_REQUEST 1:_ In the ESXi provisioning post, what does the author use with OneView Server Profiles (and Templates) to build the ESXi host?
_REQUEST 2:_ Write out the part of the ESXi provisioning post between "In my last post, which" and "google-fu where appropriate.", inclusive.

Single Touch, Production Ready ESXi Provisioning with Ansible – HPE Oneview/Synergy/Image Streamer Edition

HPE’s Image Streamer Appliance

TL;DR: This is a lengthy one, so as usual, I am including the code for this in my github repo here, for those who want to jump right in.

In my last post, which was also my first ever in this new foray into blogging, I described how to do single touch, bare metal rollouts with Ansible for more. . . hardware agnostic (we’ll call it) . . . rollouts.

In this post, I am going shamelessly vendor-specific with the use of a suite of tools from HPE’s Composable Infrastructure. It includes HPE Synergy Frames and Blades, the HPE Oneview Appliance, the HPE Image Streamer Appliance, and use of the Oneview Server Profiles therein.

A disclaimer of sorts: I will not be going into deep-dive details about how HPE Composable Infrastructure works. I will give you the basics on the components as they pertain to the playbooks in the repo, but for a more in-depth look at the HPE products, please consult their documentation or use your google-fu where appropriate.

Let’s Dive In

As compared to using out-of-band management to boot from a customized iso, this time we’ll use HPE’s Image Streamer in conjunction with OneView Server Profiles (and Templates) to build the ESXi host. Once the host comes online, it’s a simple matter of getting the host into vCenter and configuring ESXi with your standard configurations.

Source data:
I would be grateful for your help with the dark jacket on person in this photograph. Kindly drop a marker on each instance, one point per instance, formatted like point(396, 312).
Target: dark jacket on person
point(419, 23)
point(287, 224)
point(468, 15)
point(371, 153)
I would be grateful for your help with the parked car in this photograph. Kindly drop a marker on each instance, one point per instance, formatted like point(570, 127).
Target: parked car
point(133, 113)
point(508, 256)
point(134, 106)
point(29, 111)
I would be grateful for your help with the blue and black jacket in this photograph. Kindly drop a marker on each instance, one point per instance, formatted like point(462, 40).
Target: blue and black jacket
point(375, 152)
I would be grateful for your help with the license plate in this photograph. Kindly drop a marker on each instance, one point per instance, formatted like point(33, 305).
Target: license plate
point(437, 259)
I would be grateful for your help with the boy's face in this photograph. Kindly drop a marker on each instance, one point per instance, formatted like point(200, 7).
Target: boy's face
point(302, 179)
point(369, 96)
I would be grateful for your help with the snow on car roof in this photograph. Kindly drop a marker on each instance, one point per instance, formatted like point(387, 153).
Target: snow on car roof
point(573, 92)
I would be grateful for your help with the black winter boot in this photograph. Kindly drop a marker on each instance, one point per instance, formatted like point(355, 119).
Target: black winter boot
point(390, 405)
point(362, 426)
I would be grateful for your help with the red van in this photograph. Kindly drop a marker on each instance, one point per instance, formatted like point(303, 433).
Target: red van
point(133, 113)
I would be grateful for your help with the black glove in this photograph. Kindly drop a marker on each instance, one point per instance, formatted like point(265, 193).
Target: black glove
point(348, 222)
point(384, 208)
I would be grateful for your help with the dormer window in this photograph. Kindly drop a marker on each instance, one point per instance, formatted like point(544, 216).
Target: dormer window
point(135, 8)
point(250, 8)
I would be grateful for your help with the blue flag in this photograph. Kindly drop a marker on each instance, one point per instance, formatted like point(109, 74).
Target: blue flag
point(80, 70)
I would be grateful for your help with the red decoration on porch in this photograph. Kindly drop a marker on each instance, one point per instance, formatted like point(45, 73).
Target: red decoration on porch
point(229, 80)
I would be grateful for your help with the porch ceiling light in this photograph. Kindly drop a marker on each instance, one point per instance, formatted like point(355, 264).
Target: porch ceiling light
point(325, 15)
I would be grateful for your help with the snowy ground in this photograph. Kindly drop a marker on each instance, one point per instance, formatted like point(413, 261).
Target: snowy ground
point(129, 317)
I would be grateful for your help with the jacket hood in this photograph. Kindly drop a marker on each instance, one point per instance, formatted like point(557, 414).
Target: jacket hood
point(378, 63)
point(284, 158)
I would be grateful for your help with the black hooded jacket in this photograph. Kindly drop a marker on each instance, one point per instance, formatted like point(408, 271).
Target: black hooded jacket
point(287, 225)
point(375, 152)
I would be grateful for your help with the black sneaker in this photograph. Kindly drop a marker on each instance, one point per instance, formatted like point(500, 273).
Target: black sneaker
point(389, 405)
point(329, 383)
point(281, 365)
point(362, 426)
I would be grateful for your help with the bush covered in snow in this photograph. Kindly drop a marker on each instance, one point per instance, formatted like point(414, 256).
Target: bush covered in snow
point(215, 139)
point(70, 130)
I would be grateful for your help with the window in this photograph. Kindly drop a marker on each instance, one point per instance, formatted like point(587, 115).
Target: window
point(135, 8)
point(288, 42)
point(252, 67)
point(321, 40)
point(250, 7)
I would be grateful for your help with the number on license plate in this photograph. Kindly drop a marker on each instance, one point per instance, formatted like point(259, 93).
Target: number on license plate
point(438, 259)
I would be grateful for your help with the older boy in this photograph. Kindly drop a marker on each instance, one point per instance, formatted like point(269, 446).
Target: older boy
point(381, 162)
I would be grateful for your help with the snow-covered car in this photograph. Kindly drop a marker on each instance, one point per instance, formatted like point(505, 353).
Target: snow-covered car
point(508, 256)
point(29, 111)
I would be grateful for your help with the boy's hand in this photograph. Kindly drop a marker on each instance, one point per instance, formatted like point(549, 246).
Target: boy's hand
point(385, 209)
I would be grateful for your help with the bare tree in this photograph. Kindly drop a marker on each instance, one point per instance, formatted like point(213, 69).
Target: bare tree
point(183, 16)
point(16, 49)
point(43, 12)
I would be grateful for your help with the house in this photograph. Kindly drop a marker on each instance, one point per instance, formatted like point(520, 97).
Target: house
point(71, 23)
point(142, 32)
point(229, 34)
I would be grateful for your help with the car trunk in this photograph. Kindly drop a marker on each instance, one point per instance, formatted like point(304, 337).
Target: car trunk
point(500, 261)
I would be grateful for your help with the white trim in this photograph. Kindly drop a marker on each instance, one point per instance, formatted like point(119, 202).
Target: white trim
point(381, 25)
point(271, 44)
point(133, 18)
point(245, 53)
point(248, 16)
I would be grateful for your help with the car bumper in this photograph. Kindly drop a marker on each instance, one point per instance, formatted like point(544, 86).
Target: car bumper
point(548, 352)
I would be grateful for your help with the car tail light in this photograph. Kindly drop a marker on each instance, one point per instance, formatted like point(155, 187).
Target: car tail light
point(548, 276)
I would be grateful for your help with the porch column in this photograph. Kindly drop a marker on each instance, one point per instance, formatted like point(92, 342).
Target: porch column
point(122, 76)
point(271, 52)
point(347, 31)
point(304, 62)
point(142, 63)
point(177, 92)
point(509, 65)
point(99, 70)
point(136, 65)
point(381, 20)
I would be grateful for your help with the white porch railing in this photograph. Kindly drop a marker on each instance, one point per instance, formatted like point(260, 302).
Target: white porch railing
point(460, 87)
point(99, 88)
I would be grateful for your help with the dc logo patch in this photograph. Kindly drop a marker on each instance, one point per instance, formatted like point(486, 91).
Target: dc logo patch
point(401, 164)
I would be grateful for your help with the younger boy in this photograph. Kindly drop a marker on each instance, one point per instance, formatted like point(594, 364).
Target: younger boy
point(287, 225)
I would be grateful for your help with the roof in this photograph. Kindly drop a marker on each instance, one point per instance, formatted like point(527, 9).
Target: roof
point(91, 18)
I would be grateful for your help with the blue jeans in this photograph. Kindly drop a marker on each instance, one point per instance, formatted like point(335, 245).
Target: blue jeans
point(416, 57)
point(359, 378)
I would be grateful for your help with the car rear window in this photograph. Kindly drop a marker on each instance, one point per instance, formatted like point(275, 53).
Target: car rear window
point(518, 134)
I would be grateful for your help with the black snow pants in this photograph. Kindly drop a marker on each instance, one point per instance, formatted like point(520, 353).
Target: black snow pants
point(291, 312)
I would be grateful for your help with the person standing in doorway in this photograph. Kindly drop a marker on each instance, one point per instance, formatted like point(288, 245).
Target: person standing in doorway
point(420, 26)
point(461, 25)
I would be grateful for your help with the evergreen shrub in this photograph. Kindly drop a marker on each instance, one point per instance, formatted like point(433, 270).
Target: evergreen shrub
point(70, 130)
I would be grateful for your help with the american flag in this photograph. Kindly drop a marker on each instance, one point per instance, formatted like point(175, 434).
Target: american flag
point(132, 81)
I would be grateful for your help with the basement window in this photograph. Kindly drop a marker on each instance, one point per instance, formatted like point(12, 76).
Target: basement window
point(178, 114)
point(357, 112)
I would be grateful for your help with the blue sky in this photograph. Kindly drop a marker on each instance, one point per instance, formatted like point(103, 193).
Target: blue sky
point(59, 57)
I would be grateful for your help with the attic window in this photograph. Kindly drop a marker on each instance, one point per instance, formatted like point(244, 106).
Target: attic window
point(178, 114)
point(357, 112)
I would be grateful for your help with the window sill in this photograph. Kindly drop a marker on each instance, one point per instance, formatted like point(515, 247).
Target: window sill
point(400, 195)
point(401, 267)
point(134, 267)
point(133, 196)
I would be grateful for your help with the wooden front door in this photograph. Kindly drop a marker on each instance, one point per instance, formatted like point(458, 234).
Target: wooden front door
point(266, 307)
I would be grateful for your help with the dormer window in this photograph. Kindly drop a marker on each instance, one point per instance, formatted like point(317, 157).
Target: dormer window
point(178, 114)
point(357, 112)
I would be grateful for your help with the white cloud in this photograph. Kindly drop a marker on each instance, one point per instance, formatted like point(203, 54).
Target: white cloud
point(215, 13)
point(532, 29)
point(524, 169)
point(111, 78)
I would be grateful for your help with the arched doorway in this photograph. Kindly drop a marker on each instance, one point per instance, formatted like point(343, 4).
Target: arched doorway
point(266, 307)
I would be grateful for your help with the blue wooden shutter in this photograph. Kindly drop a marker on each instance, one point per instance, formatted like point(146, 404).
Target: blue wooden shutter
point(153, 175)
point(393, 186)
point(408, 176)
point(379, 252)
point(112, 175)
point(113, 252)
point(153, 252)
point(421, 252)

_RIGHT ANSWER 1:_ HPE's Image Streamer.

_RIGHT ANSWER 2:_
In my last post, which was also my first ever in this new foray into blogging, I described how to do single touch, bare metal rollouts with Ansible for more. . . hardware agnostic (we’ll call it) . . . rollouts.

In this post, I am going shamelessly vendor-specific with the use of a suite of tools from HPE’s Composable Infrastructure. It includes HPE Synergy Frames and Blades, the HPE Oneview Appliance, the HPE Image Streamer Appliance, and use of the Oneview Server Profiles therein.

A disclaimer of sorts: I will not be going into deep-dive details about how HPE Composable Infrastructure works. I will give you the basics on the components as they pertain to the playbooks in the repo, but for a more in-depth look at the HPE products, please consult their documentation or use your google-fu where appropriate.